>>>

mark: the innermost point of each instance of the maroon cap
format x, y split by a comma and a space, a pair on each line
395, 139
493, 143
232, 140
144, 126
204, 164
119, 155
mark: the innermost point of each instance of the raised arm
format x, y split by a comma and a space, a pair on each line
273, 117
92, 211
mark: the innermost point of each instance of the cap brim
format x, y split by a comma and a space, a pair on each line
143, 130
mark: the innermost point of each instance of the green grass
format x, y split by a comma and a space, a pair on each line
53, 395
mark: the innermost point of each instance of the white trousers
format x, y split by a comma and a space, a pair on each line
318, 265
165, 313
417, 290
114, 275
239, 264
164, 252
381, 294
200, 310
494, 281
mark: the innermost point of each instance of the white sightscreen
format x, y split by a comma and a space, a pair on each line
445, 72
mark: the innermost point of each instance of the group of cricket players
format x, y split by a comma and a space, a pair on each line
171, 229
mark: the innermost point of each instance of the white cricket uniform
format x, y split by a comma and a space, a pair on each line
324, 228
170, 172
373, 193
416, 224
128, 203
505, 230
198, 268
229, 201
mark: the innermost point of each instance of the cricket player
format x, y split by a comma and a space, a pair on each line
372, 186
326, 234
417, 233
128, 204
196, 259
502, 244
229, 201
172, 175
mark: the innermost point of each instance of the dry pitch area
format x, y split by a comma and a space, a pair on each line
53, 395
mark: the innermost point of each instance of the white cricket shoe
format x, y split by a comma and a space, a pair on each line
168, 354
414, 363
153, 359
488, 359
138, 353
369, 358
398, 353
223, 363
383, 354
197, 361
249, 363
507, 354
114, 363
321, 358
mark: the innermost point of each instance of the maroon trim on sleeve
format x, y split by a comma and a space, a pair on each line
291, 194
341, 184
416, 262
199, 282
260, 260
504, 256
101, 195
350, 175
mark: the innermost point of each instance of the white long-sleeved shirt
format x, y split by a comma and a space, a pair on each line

<<<

• [Given request]:
Using the listing above, reproduce each line without omission.

• [Response to the exercise]:
mark: the innermost point of each instance of the maroon cap
format x, y split by a comma and a space, a pair on each line
395, 139
493, 143
232, 140
144, 126
204, 164
119, 155
mark: the innermost point of each instance of the raised arm
format x, y split by a comma and a space, a pair on each line
273, 117
92, 211
mark: the innermost point of each instance of the cap brim
format x, y split by a comma and a space, a pair on each line
143, 130
mark: the innermost point of each instance of the green grass
format x, y split by a comma and a space, a pair on each line
53, 395
mark: the innermost point of each instance of the white trousers
format x, y split by a comma and a space, a pair on each line
318, 265
165, 313
417, 290
114, 275
239, 264
164, 252
381, 294
200, 310
494, 281
mark: the innermost point of each instance of the white sightscreen
format x, y split by a comma and a space, a pair on each line
445, 72
mark: the innermost point of each instance of the group of cricket players
format x, y split by a comma and a space, a pair on each line
171, 229
mark: the innermost point of each instance of the white cricket uniform
format x, y split by a comma and a space, a pair on each line
324, 228
170, 172
373, 193
416, 224
128, 203
505, 230
198, 268
229, 201
mark: the innermost point of each instance of the cricket player
format x, y split by a comma and a space, a pair on each line
372, 186
326, 234
417, 233
128, 204
196, 259
502, 244
229, 201
172, 175
mark: the innermost point of each instance of the dry pitch area
format x, y split by a comma and a space, a pair on each line
53, 395
mark: the innermost point of each instance of the white cricket shoe
format x, y split by a comma and a space, a pair on each line
168, 354
414, 363
153, 359
488, 359
138, 353
369, 358
398, 353
223, 363
383, 354
197, 361
249, 363
507, 354
114, 363
321, 358
mark: the innermost point of each instance of the maroon trim on sleeve
format x, y split by a comma and a space, a pair on each line
291, 194
341, 184
416, 262
199, 282
260, 260
504, 256
101, 195
350, 175
mark: the innermost point of each instance of the white long-sleeved shirt
format x, y split by a comma and a space, a pair on each line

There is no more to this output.